Records supplied:

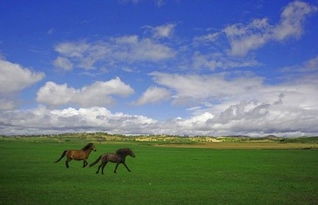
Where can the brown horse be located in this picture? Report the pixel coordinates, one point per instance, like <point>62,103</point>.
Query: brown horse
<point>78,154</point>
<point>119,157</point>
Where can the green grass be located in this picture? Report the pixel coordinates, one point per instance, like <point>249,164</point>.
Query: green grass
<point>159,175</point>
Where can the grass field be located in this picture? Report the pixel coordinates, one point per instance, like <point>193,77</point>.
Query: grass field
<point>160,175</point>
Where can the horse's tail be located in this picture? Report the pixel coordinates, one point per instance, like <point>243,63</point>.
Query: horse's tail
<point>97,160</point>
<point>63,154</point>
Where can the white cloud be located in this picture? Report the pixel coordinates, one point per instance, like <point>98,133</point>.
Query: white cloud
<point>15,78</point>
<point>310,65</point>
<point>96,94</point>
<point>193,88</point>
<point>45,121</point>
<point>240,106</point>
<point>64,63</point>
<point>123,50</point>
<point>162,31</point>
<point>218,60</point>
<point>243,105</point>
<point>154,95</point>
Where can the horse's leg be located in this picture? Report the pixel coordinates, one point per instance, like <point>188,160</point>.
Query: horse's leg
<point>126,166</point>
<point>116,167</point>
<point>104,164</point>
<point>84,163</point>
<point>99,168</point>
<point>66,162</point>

* * *

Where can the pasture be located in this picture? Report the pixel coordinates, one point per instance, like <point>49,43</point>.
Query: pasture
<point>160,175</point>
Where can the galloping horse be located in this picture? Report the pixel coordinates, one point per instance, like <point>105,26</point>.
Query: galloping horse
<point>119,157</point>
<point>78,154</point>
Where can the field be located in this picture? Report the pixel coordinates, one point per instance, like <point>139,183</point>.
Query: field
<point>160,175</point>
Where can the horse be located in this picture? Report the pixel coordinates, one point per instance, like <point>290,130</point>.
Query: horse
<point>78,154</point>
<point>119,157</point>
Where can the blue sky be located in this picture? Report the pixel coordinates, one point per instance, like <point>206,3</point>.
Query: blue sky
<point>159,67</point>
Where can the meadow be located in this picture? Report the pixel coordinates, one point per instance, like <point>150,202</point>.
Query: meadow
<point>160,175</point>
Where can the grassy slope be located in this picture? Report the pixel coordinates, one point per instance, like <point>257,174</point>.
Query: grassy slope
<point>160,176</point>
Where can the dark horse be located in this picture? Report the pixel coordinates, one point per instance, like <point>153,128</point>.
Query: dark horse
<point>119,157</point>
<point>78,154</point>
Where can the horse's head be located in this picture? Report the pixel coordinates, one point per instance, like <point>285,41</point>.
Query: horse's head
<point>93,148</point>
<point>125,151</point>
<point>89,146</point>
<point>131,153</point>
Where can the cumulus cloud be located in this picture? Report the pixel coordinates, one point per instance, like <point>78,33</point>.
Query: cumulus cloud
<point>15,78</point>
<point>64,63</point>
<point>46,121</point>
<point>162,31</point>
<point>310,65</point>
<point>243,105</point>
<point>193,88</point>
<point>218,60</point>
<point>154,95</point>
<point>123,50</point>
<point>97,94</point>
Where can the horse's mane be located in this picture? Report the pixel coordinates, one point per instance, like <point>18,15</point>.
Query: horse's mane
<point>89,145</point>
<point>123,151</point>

...

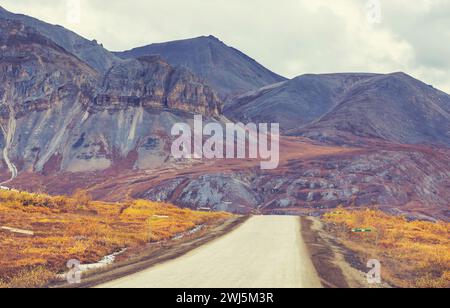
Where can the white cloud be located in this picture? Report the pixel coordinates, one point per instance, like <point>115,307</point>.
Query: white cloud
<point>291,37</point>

Exercise requirements:
Give the exact lines, and only those, from the line containing "Where can the brown" through the line containing "Where can the horse's tail" in the entries above.

Solved exercise:
Where can the brown horse be located in this picture? Report the pixel coordinates, one point per instance, like <point>62,103</point>.
Query: brown horse
<point>78,154</point>
<point>119,157</point>
Where can the green grass be located in this picture? Report the pixel coordinates, one point per instance, like <point>249,164</point>.
Query: green grass
<point>159,175</point>
Where can the grass field be located in this picture? Report the pixel coordinates, one point per instance, like <point>193,77</point>.
Query: grass field
<point>160,175</point>
Where can the horse's tail be located in this picture? Report the pixel coordinates, one point per instance, like <point>243,63</point>.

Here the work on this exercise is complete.